■ THE EXERCISE ■
Return the complete listing that follows, with each line reproduced exactly.

■ MATERIAL PROVIDED ■
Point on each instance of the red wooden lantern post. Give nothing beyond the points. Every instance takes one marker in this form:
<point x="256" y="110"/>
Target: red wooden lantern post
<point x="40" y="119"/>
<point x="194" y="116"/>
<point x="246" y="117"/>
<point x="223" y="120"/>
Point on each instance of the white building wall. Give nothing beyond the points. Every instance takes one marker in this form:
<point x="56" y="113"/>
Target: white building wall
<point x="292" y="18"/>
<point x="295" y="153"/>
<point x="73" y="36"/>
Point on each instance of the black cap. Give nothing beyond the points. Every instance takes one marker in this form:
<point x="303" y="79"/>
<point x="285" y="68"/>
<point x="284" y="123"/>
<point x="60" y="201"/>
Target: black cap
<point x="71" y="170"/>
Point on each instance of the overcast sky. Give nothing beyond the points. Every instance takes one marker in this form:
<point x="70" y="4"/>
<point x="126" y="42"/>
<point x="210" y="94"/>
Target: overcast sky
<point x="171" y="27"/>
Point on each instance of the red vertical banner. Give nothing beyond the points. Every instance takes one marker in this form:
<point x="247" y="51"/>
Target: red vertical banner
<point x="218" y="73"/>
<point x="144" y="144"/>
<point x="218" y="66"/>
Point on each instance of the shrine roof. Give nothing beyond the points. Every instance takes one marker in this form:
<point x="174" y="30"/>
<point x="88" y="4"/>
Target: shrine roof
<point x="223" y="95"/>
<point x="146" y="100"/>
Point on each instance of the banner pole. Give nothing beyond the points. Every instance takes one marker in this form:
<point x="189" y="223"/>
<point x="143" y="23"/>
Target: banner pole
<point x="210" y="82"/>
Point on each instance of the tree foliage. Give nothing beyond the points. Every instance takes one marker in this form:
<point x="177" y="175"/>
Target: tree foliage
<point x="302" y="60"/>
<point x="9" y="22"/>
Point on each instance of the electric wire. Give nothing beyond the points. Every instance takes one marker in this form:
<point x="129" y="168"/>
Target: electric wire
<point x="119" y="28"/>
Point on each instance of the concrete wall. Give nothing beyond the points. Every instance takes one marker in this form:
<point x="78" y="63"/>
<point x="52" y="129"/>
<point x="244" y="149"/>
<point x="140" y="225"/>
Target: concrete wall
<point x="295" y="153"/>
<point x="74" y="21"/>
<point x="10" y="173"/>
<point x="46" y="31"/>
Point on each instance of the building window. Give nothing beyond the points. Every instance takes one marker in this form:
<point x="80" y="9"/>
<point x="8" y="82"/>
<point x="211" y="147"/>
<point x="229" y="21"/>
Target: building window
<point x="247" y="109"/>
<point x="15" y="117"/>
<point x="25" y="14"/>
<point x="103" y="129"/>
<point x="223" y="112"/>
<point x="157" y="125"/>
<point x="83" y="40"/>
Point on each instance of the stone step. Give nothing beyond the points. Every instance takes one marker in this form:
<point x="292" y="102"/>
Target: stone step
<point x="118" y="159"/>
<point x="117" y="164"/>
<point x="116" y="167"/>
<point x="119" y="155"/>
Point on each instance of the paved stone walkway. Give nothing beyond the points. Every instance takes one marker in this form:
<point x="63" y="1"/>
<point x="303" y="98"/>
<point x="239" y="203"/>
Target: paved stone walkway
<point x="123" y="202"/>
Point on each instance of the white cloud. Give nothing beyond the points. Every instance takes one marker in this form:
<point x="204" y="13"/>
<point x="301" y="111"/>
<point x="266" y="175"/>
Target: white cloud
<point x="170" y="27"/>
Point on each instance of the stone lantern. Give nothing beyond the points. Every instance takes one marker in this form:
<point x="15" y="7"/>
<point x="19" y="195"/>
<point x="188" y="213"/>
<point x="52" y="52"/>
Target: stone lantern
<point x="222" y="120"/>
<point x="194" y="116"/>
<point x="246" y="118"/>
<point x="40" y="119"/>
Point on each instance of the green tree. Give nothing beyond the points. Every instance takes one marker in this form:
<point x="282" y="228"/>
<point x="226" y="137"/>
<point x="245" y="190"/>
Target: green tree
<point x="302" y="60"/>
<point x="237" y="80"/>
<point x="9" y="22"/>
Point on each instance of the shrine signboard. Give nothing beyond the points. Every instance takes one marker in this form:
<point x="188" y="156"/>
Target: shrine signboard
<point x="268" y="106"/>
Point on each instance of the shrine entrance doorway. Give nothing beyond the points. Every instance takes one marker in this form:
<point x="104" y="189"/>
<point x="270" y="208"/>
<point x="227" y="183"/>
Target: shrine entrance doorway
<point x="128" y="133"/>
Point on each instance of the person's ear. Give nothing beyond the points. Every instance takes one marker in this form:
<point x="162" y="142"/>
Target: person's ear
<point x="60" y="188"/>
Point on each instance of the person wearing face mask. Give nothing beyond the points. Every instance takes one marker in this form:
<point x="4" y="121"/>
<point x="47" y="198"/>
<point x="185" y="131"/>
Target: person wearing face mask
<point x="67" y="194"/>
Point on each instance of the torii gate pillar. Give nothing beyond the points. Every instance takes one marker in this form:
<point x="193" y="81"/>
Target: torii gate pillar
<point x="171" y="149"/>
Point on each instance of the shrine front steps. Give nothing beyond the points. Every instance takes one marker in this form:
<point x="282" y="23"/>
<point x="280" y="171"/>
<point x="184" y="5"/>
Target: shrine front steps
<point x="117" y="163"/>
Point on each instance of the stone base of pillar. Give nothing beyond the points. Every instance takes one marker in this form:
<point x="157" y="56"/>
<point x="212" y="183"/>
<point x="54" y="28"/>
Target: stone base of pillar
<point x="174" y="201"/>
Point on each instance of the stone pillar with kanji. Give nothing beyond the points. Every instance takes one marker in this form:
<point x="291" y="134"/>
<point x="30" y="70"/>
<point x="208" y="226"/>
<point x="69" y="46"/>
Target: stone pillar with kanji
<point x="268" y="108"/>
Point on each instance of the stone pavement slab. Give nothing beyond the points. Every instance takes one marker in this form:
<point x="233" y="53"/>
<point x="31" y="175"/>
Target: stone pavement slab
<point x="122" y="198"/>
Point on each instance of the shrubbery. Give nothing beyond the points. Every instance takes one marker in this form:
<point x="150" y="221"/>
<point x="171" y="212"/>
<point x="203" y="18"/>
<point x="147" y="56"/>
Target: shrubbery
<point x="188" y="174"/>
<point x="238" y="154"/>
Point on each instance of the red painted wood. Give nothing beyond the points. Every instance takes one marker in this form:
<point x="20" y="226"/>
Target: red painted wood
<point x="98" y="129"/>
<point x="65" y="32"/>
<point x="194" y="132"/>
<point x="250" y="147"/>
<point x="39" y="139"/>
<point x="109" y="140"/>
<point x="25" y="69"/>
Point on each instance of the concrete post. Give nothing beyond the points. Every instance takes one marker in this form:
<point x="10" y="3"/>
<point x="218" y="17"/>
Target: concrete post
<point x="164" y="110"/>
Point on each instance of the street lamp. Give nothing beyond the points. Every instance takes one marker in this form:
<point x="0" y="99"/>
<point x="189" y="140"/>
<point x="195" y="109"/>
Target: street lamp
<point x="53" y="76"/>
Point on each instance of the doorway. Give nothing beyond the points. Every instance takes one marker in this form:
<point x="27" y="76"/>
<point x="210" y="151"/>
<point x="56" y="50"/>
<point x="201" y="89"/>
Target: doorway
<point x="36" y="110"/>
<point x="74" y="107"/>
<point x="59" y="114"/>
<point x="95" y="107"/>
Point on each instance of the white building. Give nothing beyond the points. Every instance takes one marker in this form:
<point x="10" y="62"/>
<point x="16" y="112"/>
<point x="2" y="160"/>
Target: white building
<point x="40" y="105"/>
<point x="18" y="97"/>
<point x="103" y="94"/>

■ COMPLETED EXERCISE ■
Point on each instance of the red wooden lantern post. Give nothing beyond the points. Every instance takes one marker in this form:
<point x="256" y="110"/>
Target: red wooden lantern post
<point x="40" y="119"/>
<point x="194" y="116"/>
<point x="246" y="117"/>
<point x="223" y="120"/>
Point on each instance of the white building wall. Give nothing beyond the points. Every instance takes one marker in this form:
<point x="56" y="113"/>
Target: white building wall
<point x="292" y="18"/>
<point x="295" y="153"/>
<point x="73" y="36"/>
Point on each instance of the black cap. Give nothing beyond the points. Every instance takes one marker in this form:
<point x="303" y="79"/>
<point x="285" y="68"/>
<point x="284" y="123"/>
<point x="60" y="201"/>
Target: black cap
<point x="71" y="170"/>
Point on each instance of the overcast sky. Give nothing beyond the points. Every instance takes one marker in this form:
<point x="70" y="4"/>
<point x="126" y="42"/>
<point x="210" y="94"/>
Target: overcast sky
<point x="171" y="27"/>
Point on each instance of the red vertical banner. Give nothing beyond the points. Every instance takes one marker in this form:
<point x="247" y="51"/>
Target: red vertical banner
<point x="218" y="73"/>
<point x="144" y="144"/>
<point x="218" y="66"/>
Point on each instance of the shrine roof. Give nothing beyond the points. Every instance takes one marker in this form:
<point x="174" y="30"/>
<point x="88" y="4"/>
Target: shrine roof
<point x="223" y="95"/>
<point x="146" y="100"/>
Point on each instance of the banner pole. Give nothing beyond the points. Every instance takes one marker in this form:
<point x="189" y="223"/>
<point x="143" y="23"/>
Target: banner pole
<point x="210" y="82"/>
Point on each instance of the tree foliage. Give nothing beyond the points. Every instance takes one marker in this form:
<point x="177" y="175"/>
Target: tree foliage
<point x="302" y="60"/>
<point x="9" y="22"/>
Point on each instance of the electric wire. Give nothing beyond the points. Every instance takes one marker in this form:
<point x="129" y="168"/>
Target: electric wire
<point x="119" y="28"/>
Point on each instance of the concrete wall. Give nothing beyond the points. Every instance takes one marker in this form:
<point x="78" y="63"/>
<point x="52" y="129"/>
<point x="244" y="149"/>
<point x="140" y="225"/>
Target: concrete wall
<point x="295" y="153"/>
<point x="74" y="21"/>
<point x="10" y="173"/>
<point x="46" y="31"/>
Point on each instance of the building window. Give nothing beyond the points. Every instance takes one marker in this form:
<point x="80" y="9"/>
<point x="8" y="82"/>
<point x="211" y="147"/>
<point x="229" y="21"/>
Target: building window
<point x="247" y="109"/>
<point x="15" y="117"/>
<point x="25" y="14"/>
<point x="103" y="129"/>
<point x="223" y="112"/>
<point x="157" y="125"/>
<point x="83" y="40"/>
Point on each instance of the stone step. Give nothing beyond the points. Every instance takes one marker in this form:
<point x="292" y="102"/>
Target: stone step
<point x="118" y="159"/>
<point x="117" y="164"/>
<point x="116" y="167"/>
<point x="119" y="155"/>
Point on each instance of the paved stone walkway. Give nothing beyond the points. Every instance takes one marker in this form:
<point x="63" y="1"/>
<point x="303" y="98"/>
<point x="239" y="203"/>
Target: paved stone walkway
<point x="123" y="202"/>
Point on each instance of the white cloud. Give nothing beyond the points. Every instance takes one marker in this form:
<point x="204" y="13"/>
<point x="301" y="111"/>
<point x="266" y="175"/>
Target: white cloud
<point x="170" y="27"/>
Point on each instance of the stone lantern. Give nothing beyond the points. Every instance takes one marker in this form:
<point x="15" y="7"/>
<point x="19" y="195"/>
<point x="188" y="213"/>
<point x="52" y="52"/>
Target: stone lantern
<point x="222" y="120"/>
<point x="194" y="116"/>
<point x="246" y="118"/>
<point x="40" y="119"/>
Point on each instance of the green tree. Give nothing beyond the points. Every instance takes one marker in this form:
<point x="282" y="228"/>
<point x="226" y="137"/>
<point x="245" y="190"/>
Target: green tree
<point x="302" y="60"/>
<point x="237" y="80"/>
<point x="9" y="22"/>
Point on each instance of the shrine signboard. Give nothing beyond the points. Every instance takes one marker in this form:
<point x="188" y="156"/>
Target: shrine signboard
<point x="268" y="106"/>
Point on each instance of the shrine entrance doorway. Give nothing beyond the points. Every instance takes one marker in this form:
<point x="104" y="189"/>
<point x="270" y="208"/>
<point x="227" y="183"/>
Target: shrine entrance doorway
<point x="128" y="133"/>
Point on each instance of the person's ear. Give nothing beyond the points. Every instance takes one marker in this form:
<point x="162" y="142"/>
Target: person's ear
<point x="60" y="188"/>
Point on each instance of the person wearing face mask. Give nothing beyond the points. Every instance takes one marker in this form:
<point x="4" y="121"/>
<point x="47" y="198"/>
<point x="185" y="131"/>
Target: person wearing face mask
<point x="67" y="194"/>
Point on each instance of the torii gate pillar. Give nothing beyond the points. Every instance takes one marker in this form:
<point x="193" y="81"/>
Target: torii gate pillar
<point x="171" y="149"/>
Point on each instance of the shrine front steps. Give nothing beyond the points. Every instance takes one marker in this form:
<point x="282" y="23"/>
<point x="280" y="171"/>
<point x="184" y="5"/>
Target: shrine front steps
<point x="117" y="163"/>
Point on each instance of the stone base of pillar. Give nothing beyond the points. Every instance takes one marker in this form:
<point x="157" y="56"/>
<point x="212" y="183"/>
<point x="54" y="28"/>
Target: stone base of pillar
<point x="174" y="201"/>
Point on each instance of the stone pillar with kanji. Give nothing beyond the points. Every instance takes one marker in this form:
<point x="291" y="134"/>
<point x="30" y="70"/>
<point x="208" y="226"/>
<point x="69" y="46"/>
Target: stone pillar with kanji
<point x="268" y="108"/>
Point on each instance of the stone pavement slab. Give nothing beyond the points. Every instance takes one marker in this form:
<point x="233" y="53"/>
<point x="31" y="175"/>
Target: stone pavement slab
<point x="122" y="198"/>
Point on each instance of the shrubbery. Give nothing beyond the points. Every instance takes one marker in this form:
<point x="150" y="221"/>
<point x="171" y="212"/>
<point x="203" y="18"/>
<point x="147" y="56"/>
Target: shrubbery
<point x="188" y="174"/>
<point x="238" y="154"/>
Point on each instance of the red painted wood. Give nothing beyond the points. Every instance takes one marker in this form:
<point x="20" y="226"/>
Target: red painted wood
<point x="98" y="129"/>
<point x="65" y="32"/>
<point x="194" y="132"/>
<point x="250" y="147"/>
<point x="39" y="139"/>
<point x="109" y="140"/>
<point x="25" y="69"/>
Point on each instance of the concrete post. Give nothing beyond the points. Every instance takes one marker in this form:
<point x="10" y="3"/>
<point x="218" y="17"/>
Target: concrete post
<point x="164" y="110"/>
Point on each instance of the street lamp. Give nothing beyond the points. Every instance takes one marker in this form:
<point x="0" y="99"/>
<point x="189" y="140"/>
<point x="195" y="109"/>
Target: street lamp
<point x="53" y="76"/>
Point on each instance of the doorway. Give nothing beyond the points. Every instance takes one marker in this form:
<point x="27" y="76"/>
<point x="210" y="151"/>
<point x="56" y="50"/>
<point x="201" y="89"/>
Target: doorway
<point x="36" y="110"/>
<point x="74" y="107"/>
<point x="59" y="114"/>
<point x="95" y="107"/>
Point on each instance of the white building. Give nothing beyond the points. Every instance takes one marker in this form:
<point x="10" y="62"/>
<point x="16" y="112"/>
<point x="2" y="160"/>
Target: white building
<point x="40" y="105"/>
<point x="18" y="97"/>
<point x="103" y="94"/>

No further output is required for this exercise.